(Records from a dataset)

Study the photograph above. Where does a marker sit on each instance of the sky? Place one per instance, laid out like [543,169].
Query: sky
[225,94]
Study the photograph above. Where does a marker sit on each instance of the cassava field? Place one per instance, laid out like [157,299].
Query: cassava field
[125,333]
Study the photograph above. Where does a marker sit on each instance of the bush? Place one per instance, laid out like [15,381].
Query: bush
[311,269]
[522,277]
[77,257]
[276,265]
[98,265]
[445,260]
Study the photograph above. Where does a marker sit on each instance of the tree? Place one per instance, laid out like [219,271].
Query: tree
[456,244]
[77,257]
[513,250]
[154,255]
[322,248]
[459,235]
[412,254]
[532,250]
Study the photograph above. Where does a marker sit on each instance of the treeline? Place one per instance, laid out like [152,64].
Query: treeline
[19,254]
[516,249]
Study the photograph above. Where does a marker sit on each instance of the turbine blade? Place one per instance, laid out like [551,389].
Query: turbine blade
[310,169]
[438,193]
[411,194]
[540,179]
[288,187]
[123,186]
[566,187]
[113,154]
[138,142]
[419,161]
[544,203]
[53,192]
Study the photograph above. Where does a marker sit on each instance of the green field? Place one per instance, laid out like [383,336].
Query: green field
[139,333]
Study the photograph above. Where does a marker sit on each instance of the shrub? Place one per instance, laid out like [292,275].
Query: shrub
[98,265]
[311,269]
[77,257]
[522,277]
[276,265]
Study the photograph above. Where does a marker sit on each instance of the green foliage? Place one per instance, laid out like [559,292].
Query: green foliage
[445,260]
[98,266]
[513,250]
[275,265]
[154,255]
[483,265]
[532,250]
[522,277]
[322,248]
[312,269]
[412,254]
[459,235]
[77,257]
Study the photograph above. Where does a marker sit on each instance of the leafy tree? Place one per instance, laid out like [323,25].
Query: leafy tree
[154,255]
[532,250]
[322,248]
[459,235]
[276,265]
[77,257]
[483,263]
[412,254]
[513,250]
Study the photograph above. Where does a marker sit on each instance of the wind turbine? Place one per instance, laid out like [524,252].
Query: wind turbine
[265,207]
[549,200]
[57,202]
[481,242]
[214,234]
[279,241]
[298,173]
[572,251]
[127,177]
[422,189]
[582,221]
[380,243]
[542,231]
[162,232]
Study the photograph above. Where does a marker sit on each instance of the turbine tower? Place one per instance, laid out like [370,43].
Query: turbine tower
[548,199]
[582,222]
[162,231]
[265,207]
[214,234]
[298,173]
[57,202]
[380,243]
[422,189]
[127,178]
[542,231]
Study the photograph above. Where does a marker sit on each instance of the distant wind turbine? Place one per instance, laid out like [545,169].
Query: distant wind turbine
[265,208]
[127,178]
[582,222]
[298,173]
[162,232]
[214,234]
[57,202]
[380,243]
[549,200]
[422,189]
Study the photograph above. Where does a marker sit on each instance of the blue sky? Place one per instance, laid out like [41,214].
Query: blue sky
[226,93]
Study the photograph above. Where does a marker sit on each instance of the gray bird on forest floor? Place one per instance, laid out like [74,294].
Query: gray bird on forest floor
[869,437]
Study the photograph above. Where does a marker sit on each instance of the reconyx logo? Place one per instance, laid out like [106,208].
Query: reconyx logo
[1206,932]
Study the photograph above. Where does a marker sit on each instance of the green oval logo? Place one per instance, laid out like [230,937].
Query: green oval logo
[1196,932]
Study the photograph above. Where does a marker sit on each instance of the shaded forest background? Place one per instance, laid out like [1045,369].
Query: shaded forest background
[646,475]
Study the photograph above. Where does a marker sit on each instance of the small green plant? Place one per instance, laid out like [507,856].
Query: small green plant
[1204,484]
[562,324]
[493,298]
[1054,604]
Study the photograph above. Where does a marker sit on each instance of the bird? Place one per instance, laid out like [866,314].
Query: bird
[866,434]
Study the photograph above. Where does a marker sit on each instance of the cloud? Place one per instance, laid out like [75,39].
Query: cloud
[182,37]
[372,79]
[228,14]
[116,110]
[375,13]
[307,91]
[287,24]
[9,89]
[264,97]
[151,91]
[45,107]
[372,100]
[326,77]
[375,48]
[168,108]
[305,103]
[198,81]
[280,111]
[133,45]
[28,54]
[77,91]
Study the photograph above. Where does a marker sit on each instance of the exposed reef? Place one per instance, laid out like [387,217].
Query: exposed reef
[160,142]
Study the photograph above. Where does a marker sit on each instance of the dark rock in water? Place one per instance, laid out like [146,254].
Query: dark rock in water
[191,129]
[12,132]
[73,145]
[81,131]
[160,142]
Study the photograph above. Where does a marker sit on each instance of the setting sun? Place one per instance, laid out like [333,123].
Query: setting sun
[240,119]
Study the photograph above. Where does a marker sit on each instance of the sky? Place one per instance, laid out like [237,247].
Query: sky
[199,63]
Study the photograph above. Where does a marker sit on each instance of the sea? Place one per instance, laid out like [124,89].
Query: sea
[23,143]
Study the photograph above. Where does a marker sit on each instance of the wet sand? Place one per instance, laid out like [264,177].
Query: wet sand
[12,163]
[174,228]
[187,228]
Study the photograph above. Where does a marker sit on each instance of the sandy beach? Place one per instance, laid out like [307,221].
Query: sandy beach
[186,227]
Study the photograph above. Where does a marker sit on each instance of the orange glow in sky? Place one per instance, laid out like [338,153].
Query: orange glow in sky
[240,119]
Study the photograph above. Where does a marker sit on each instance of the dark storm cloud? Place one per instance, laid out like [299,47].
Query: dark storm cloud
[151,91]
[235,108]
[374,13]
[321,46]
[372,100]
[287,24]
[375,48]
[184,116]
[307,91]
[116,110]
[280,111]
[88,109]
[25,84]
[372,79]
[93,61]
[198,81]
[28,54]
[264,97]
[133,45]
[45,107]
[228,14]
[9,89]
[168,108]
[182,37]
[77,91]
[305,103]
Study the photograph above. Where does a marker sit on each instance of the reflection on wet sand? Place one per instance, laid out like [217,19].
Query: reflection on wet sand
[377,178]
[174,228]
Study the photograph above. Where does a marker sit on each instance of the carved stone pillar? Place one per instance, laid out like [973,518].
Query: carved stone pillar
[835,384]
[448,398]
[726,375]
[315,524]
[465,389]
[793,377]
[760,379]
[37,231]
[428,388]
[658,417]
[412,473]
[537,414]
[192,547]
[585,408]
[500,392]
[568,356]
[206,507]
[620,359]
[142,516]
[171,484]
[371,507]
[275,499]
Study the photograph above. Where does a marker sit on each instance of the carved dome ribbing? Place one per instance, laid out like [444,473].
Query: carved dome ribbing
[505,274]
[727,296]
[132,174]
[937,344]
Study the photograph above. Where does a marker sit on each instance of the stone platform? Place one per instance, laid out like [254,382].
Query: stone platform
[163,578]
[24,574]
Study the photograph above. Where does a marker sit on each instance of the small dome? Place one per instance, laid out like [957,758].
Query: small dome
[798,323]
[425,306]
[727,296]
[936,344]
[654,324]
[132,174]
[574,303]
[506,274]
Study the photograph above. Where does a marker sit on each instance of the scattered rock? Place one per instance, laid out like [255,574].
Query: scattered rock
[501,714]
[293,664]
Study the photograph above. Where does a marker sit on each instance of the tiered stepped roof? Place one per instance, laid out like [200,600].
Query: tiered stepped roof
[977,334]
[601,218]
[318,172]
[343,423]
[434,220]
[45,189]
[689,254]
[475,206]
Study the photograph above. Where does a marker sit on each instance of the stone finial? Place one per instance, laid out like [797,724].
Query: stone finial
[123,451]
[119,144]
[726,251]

Requirement:
All entries above are to be reproduced exactly.

Solution below:
Study the photograph above. Where does a marker sit on each instance of the sky? Place one per instance, laid out like [543,169].
Query: sky
[225,94]
Study the photograph above. Where does a marker sit on each instance of the cassava field? Place one per instance, laid out like [157,299].
Query: cassava field
[125,333]
Study the photograph above. Where does a marker sit on each instance of the bush? Place one per instance, laid out like [15,381].
Query: bush
[311,269]
[522,277]
[77,257]
[276,265]
[98,265]
[445,260]
Study the photograph above. Where does a marker sit on each instance of the tree? Place one per instance, laid out like [219,271].
Query: tree
[456,244]
[77,257]
[513,250]
[154,255]
[322,248]
[459,235]
[412,254]
[532,250]
Study the photograph above. Where does a marker sit on each instance of the treeline? Place one per instance, laid out like [152,64].
Query: treeline
[19,254]
[516,249]
Study the photograph above. Where does a marker sit on each instance of the turbine blade? Place one per instance, laid out like [551,389].
Query: turbine blade
[310,169]
[438,193]
[411,194]
[540,179]
[288,187]
[123,186]
[566,187]
[113,154]
[138,142]
[419,161]
[544,203]
[53,192]
Study the photograph above. Where does a marker sit on each instance of the green field? Place one per instance, laid out like [383,336].
Query: green field
[139,333]
Study the photograph above. Where does a marker sit on each instance of the shrub? Place one per instance, laid out like [292,275].
Query: shrub
[98,265]
[311,269]
[77,257]
[522,277]
[276,265]
Study the photograph above. Where does a marker sit on each instance of the green foliage? Place one per instance, laid out like [559,292].
Query: green foliage
[445,260]
[98,266]
[513,250]
[275,265]
[154,255]
[483,265]
[532,250]
[522,277]
[322,248]
[312,269]
[412,254]
[459,235]
[77,257]
Study the photograph above. Where does a marker sit on each instance of the leafy tree? Place one per instance, laid out like [323,25].
Query: leafy tree
[154,255]
[532,250]
[322,248]
[459,235]
[276,265]
[77,257]
[483,263]
[412,254]
[513,250]
Study the photograph above. Where does a marker sit on each instance of the wind turbine? Place one per instance, laid out like [524,252].
Query: wind turbine
[265,207]
[549,200]
[57,202]
[481,242]
[214,234]
[279,241]
[298,173]
[572,251]
[127,177]
[422,189]
[582,221]
[380,243]
[542,231]
[162,232]
Study the photograph above. Where does a marker sit on each instance of the turbine tower? Place one per instance, laid out like [370,43].
Query: turbine tower
[548,199]
[582,222]
[162,231]
[265,207]
[214,234]
[298,173]
[57,202]
[380,243]
[422,189]
[127,178]
[542,231]
Study the photograph above. Where does a marker sit on each instance of the distant wind turbine? Place one per instance, laid out like [545,169].
Query: distant wind turbine
[265,208]
[127,178]
[582,222]
[298,173]
[162,232]
[214,234]
[57,202]
[380,243]
[549,200]
[422,189]
Study the photograph above. Where does a marker sit on each instance of the blue sky? Place one per instance, laid out like [41,214].
Query: blue sky
[226,93]
Study the photograph above. Where does a marker sit on each instance of the gray bird on forest floor? Place one per instance, laid out like [74,294].
Query: gray bird on forest floor
[869,437]
Study the photograph above. Where does a marker sit on each instance of the reconyx logo? Place one per instance, laid out like [106,208].
Query: reconyx logo
[1206,932]
Study the photograph above. Where does a marker sit on each instance of the green oval logo? Place one per instance, laid out like [230,937].
Query: green oval logo
[1196,932]
Study the photograph above. Where does a marker sit on each instance of the shaded forest background? Place one per instance, laid out like [1045,369].
Query: shaded forest background
[646,475]
Study the photograph above. Where does a marker sit on each instance of the small green plant? Place one per instance, laid out like [507,856].
Query: small green plant
[1204,484]
[562,324]
[493,298]
[1054,604]
Study the photograph above. Where does a marker sit on each instance of the bird? Place one per instance, laid out like [866,314].
Query: bird
[866,434]
Study the photograph above. Where does a marker sit on each instance of the cloud? Place one per instance, laid out like [75,39].
Query: cloud
[182,37]
[372,79]
[228,14]
[116,110]
[375,13]
[307,91]
[287,24]
[9,89]
[264,97]
[151,91]
[45,107]
[372,100]
[326,77]
[375,48]
[168,108]
[305,103]
[198,81]
[280,111]
[133,45]
[28,54]
[77,91]
Study the photograph above. Where does a marker sit on each instance of the exposed reef? Place one per instance, laid out like [387,217].
Query: exposed reef
[160,142]
Study the photograph above. Where does a marker sit on each instance of the dark rock in water? Place one per instance, laid out like [146,254].
Query: dark rock in water
[191,129]
[12,132]
[73,145]
[81,131]
[160,142]
Study the photograph above. Where does a marker sit on each instance of the setting sun? Place one per instance, laid out like [333,123].
Query: setting sun
[240,119]
Study the photograph above. Where does a marker sit on each instance of the sky? Place one per instance, laid out like [237,247].
Query: sky
[199,63]
Study the photograph above. Where does a marker sit on each instance of the sea? Place one per instance, laid out like [124,89].
Query: sea
[23,143]
Study the photograph above. Where does a marker sit on each instance of the wet sand? Place one per instance, laid out like [264,177].
Query: wet sand
[12,163]
[174,228]
[187,228]
Study the photograph above. Where does a marker sit on each instance of the sandy beach? Place one per instance, laid out like [307,221].
Query: sandy beach
[186,227]
Study the photograph above. Where does a marker sit on each instance of the orange glow in sky? Place one per instance, laid out like [338,153].
Query: orange glow in sky
[240,119]
Study the photograph above. Where does a marker sit on each instance of the dark storm cloud? Place one per instance, laid out like [299,47].
Query: dark storm cloud
[151,91]
[235,108]
[374,13]
[321,46]
[372,100]
[287,24]
[375,48]
[184,116]
[307,91]
[116,110]
[280,111]
[88,109]
[25,84]
[372,79]
[93,61]
[198,81]
[28,54]
[264,97]
[133,45]
[45,107]
[228,14]
[9,89]
[168,108]
[182,37]
[77,91]
[305,103]
Study the photograph above. Where does a marker sit on each instance of the reflection on wet sand? Place one per instance, laid out like [217,19].
Query: reflection on wet sand
[377,178]
[174,228]
Study the photograph above. Where does a marker sit on each instance of the carved stone pillar? Place one per instance, laid out like [973,518].
Query: carved stone pillar
[835,384]
[448,398]
[726,375]
[315,524]
[465,389]
[793,377]
[760,379]
[37,231]
[428,388]
[658,417]
[412,473]
[537,414]
[192,547]
[585,408]
[500,392]
[568,356]
[206,507]
[620,359]
[142,516]
[171,484]
[371,507]
[275,499]
Study the photograph above. Where does a marker sit on each instance of the carved dome ribbing? Place one per instance, laid out like [444,473].
Query: carved dome ribbing
[505,274]
[727,296]
[132,174]
[937,344]
Study the photograph above. Where does a marker sit on each instance of the stone platform? Place one per instance, laid out like [254,382].
Query: stone platform
[163,578]
[24,574]
Study the photograph above. Where does a marker sit on each instance of the small dome? Place one per instance, laid out like [957,758].
Query: small dome
[798,323]
[425,306]
[727,296]
[936,344]
[654,324]
[132,174]
[574,303]
[506,274]
Study the photograph above. Where does a marker sit on each instance of the scattered rock? Place one per instance, laid out like [255,574].
Query: scattered rock
[501,714]
[293,664]
Study the photograph above. Where does a marker sit on each instance of the tiered stepped roof? Place one per instance, laid out like [200,600].
Query: tiered stepped roof
[977,334]
[601,218]
[318,172]
[343,423]
[434,220]
[45,189]
[689,254]
[475,206]
Study the photograph above. Where does a marker sit on each instance of the stone finial? Place one per instance, laid out like [797,724].
Query: stone finial
[123,451]
[119,144]
[726,251]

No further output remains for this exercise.